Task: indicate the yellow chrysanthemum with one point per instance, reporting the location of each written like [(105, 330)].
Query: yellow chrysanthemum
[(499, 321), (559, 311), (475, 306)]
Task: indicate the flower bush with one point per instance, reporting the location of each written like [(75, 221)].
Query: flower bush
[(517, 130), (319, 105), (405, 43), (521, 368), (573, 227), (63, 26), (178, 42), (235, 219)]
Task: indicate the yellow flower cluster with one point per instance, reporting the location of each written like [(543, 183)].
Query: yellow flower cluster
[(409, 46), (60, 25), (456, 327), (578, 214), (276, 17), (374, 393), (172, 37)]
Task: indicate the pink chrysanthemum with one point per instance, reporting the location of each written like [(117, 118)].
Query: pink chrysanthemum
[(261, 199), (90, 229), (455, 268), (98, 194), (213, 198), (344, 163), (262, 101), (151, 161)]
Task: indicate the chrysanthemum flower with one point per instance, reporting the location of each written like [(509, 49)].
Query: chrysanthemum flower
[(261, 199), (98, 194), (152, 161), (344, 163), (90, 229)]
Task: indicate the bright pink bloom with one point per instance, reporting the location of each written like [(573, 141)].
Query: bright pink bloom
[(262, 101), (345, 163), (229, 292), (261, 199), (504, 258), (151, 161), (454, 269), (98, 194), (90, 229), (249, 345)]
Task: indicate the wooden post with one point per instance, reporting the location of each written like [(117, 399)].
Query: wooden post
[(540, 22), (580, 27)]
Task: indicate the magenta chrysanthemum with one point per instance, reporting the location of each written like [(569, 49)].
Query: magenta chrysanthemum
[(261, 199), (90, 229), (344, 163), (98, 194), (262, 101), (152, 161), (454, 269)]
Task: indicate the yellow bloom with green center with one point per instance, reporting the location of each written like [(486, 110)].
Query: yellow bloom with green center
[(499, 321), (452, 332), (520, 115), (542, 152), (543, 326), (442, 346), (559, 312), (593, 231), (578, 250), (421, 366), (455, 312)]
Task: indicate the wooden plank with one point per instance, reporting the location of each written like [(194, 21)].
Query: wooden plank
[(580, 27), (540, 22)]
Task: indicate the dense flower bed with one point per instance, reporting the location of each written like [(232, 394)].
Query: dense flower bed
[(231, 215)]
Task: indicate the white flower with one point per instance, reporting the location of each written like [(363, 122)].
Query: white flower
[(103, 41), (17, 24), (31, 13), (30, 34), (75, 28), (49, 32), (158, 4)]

Job
Copy every item above word for word, with each line unchanged and in its original order.

Final result
Task: indicate the yellow chrysanthemum with one point per instance, reporting the location of each written like [(105, 330)].
Query: yellow chrysanthemum
[(499, 321), (559, 311), (475, 306)]
Task: indicate the flower bush with one point per instance, reporting the location of each written like [(75, 221)].
Query: flower bush
[(517, 130), (319, 105), (405, 43), (521, 368), (573, 227), (63, 26), (178, 42), (235, 219)]
Task: indicate the yellow flower cluster with one point per instance, reporting the location of each written like [(543, 183)].
Query: yellow flower cluster
[(409, 46), (60, 25), (456, 327), (578, 214), (276, 17), (374, 393), (172, 37)]
Task: indicate the pink chrysanthemum with one point per instance, reporting the location of each written like [(117, 118)].
Query: pink chrysanthemum
[(261, 199), (90, 229), (455, 268), (98, 194), (213, 198), (344, 163), (262, 101), (151, 161)]
Task: indicate the chrysanthemum flower with one point per instance, reporting the location of each written like [(509, 49)].
Query: chrysanthemum flower
[(261, 199), (98, 194), (152, 161), (344, 163), (90, 229)]
Task: indicate the bright pink bloom with one point per instance, reporting the location of each written like [(573, 141)].
Query: bright pink bloom
[(262, 101), (345, 163), (229, 292), (261, 199), (504, 258), (151, 161), (454, 269), (98, 194), (90, 229), (249, 345)]
Task: indicate the wooden post with one point per instance, reporting the location of each written like [(117, 399)].
Query: wooden post
[(540, 22), (580, 27)]
Task: indicate the magenta chrysanthemum with one point per instance, reporting the location of each written like [(569, 49)].
Query: magenta chrysanthemum
[(261, 199), (90, 229), (344, 163), (98, 194), (262, 101), (152, 161), (454, 269)]
Task: indicate the yellow bloom with green center with one point per instance, reporting the location of each written like [(486, 110)].
Query: yellow bloom with green center
[(499, 321), (452, 332), (520, 115), (542, 152), (543, 326), (442, 346), (559, 312), (593, 231), (578, 250), (421, 366), (455, 312)]
Task: indicate the wooden plank with one point per instance, reporting the location of each written like [(194, 21)].
Query: wooden plank
[(580, 27), (540, 22)]
Task: indicate the dense flower bed with one point per instance, reporting the location of each written like [(232, 394)].
Query: dense flower bed
[(231, 215)]
Task: indicate the white flower with one point per instance, reporting the location of each written like [(363, 122)].
Query: white flower
[(103, 41), (17, 24), (31, 13), (30, 34), (75, 28), (49, 32), (158, 4)]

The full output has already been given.